Consigne a:
Dans l'extrait sur l'exploitation en salle, de quelle expression Karine Berger a-t-elle qualifié les exploitants ?

Selon Alain Sussfeld, l’une des conséquences directes du basculement au tout numérique est une “paupérisation” de l'offre d’image, qui “se concentre désormais sur les blockbusters au détriment de la diversité”. Il appuie également la thèse selon laquelle l'exploitation est le “seul secteur qui a tenu la rénumération de la création” et donc assuré la valeur des œuvres.

Une opinion partagée par Karine Berger, qui a qualifié les exploitants dans la salle de “derniers boucliers pour la création de la valeur” des œuvres cinématographiques. La députée s’est en outre interrogée sur la manière de ramener les plateformes étrangères de VàD vers un rôle plus vertueux pour la création, la plupart assurant “un rôle d’éditeur culturel sans pour autant participer au financement. L’assiette globale des recettes des œuvres audiovisuelles en France a bel et bien augmenté ces dernières années, mais une partie de cette assiette ne contribue pas”. La solution serait, d’après elle, de “prendre une décision nationale” pour “obliger les plateformes à se reconnaître comme éditeurs, avec les responsabilités inhérentes”.

Lignes d'un jeu de données:
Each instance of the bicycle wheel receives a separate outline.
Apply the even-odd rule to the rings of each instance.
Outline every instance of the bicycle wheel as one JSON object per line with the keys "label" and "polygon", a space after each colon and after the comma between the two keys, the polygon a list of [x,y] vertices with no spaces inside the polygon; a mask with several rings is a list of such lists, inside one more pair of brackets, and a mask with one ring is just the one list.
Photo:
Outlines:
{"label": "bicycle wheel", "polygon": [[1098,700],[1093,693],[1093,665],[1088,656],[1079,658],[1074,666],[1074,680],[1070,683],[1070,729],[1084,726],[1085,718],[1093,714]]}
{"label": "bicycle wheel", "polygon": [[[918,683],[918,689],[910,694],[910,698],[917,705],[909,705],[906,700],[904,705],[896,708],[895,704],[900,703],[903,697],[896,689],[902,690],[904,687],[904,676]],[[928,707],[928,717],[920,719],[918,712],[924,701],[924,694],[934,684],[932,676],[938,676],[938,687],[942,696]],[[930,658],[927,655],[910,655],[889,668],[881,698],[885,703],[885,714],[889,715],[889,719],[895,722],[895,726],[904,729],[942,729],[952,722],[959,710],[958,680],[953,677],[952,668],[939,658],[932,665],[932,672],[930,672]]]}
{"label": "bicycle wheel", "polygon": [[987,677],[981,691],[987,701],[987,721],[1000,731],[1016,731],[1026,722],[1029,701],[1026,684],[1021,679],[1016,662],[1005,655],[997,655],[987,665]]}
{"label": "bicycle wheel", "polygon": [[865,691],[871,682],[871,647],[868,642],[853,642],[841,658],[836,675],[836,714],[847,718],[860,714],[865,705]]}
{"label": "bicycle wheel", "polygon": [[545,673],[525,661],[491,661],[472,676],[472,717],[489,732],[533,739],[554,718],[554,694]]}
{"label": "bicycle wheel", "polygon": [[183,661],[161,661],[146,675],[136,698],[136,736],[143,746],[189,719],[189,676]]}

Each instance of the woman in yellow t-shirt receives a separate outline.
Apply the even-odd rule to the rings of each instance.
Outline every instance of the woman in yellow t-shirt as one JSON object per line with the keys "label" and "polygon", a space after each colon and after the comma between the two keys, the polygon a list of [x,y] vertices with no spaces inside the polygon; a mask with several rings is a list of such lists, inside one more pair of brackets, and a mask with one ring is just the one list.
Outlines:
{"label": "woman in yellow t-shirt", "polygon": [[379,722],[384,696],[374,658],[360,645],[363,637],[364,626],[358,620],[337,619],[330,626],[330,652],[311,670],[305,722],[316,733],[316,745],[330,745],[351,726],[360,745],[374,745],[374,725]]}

Consigne b:
Reproduisez à l'identique, s'il vous plaît, les lignes des entrées en commençant à celle qui contient « Each instance of the woman » et en terminant à la fin des entrées, les deux bornes comprises.

Réponse complète a:
Elle les a qualifiés de « derniers boucliers pour la création de la valeur » des œuvres cinématographiques.

Réponse complète b:
Each instance of the woman in yellow t-shirt receives a separate outline.
Apply the even-odd rule to the rings of each instance.
Outline every instance of the woman in yellow t-shirt as one JSON object per line with the keys "label" and "polygon", a space after each colon and after the comma between the two keys, the polygon a list of [x,y] vertices with no spaces inside the polygon; a mask with several rings is a list of such lists, inside one more pair of brackets, and a mask with one ring is just the one list.
Outlines:
{"label": "woman in yellow t-shirt", "polygon": [[379,722],[384,696],[374,658],[360,645],[363,637],[364,626],[358,620],[337,619],[330,626],[330,652],[311,670],[305,722],[316,733],[316,745],[330,745],[351,726],[360,745],[374,745],[374,725]]}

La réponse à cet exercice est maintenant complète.